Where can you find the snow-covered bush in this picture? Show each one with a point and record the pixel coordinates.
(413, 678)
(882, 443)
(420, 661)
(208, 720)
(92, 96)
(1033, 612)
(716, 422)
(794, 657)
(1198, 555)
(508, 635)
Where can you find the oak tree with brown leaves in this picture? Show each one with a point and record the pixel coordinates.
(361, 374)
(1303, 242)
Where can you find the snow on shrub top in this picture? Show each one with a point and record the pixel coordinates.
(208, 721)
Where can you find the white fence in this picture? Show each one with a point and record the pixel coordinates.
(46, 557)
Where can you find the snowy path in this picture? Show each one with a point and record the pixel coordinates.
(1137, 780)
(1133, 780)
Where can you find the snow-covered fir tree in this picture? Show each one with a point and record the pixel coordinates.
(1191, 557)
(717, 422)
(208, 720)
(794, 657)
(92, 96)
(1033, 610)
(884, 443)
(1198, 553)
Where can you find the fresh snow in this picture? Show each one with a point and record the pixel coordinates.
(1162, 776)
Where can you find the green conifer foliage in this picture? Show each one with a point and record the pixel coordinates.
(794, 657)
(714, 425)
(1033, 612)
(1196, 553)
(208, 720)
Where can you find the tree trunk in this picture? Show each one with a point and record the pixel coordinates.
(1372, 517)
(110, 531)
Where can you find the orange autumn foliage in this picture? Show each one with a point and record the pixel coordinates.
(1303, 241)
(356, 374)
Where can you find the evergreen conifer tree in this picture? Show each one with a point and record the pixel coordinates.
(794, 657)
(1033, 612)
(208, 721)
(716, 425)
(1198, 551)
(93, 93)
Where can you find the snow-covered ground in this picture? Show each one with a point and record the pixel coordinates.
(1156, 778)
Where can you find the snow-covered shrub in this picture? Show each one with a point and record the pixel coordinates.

> TRY IT: All of the material above needs to be transcribed verbatim.

> RESPONSE AREA:
Where can you find the snow-covered bush in this picture? Show each one with a point and record the pixel coordinates.
(413, 678)
(882, 443)
(420, 661)
(208, 720)
(92, 96)
(1033, 612)
(716, 422)
(794, 657)
(1198, 555)
(508, 635)
Where can you find the oak tree with brown leaves in this picture? Show each one with a point and record the pixel coordinates.
(361, 374)
(1303, 242)
Where can you find the snow on shrub top in this picture? Show each one with a point and record the pixel coordinates.
(208, 721)
Where can you find the white fence in this picture? Show each one with a point and record the pixel coordinates.
(46, 557)
Where can you find the snowy path in this picture? Show each one with a point and record the pixel coordinates.
(1137, 780)
(1133, 780)
Where can you find the snow-covered fir tree in this picture? Show each one with a point and record the pixel coordinates.
(1191, 557)
(717, 422)
(208, 720)
(794, 657)
(92, 96)
(1033, 610)
(884, 443)
(1198, 553)
Where can you find the fresh snow in this picture? Show each one with a point and record the pixel coordinates.
(1162, 776)
Where can you find the green conifer foliage in this picture? Show each one with a point and record the pixel coordinates.
(794, 657)
(714, 425)
(1033, 612)
(1196, 553)
(208, 720)
Where can you find the tree trunk in this picture? Show each one with a point and record the pixel coordinates.
(1372, 517)
(110, 531)
Where can you find the orange autumn foliage in this picture? Show each one with a point and record the pixel coordinates.
(1303, 241)
(356, 374)
Where can you find the evergreen conifer tree in this picture? Show each one with a point and record the pixel coordinates.
(794, 657)
(1033, 612)
(208, 721)
(716, 425)
(1198, 551)
(93, 93)
Where can you find the snow-covered ground in this picture? Show each one with a point and record the pixel coordinates.
(1156, 778)
Where can you find the snow-covered shrub in this picture? Show each one with a point and record the pixel coordinates.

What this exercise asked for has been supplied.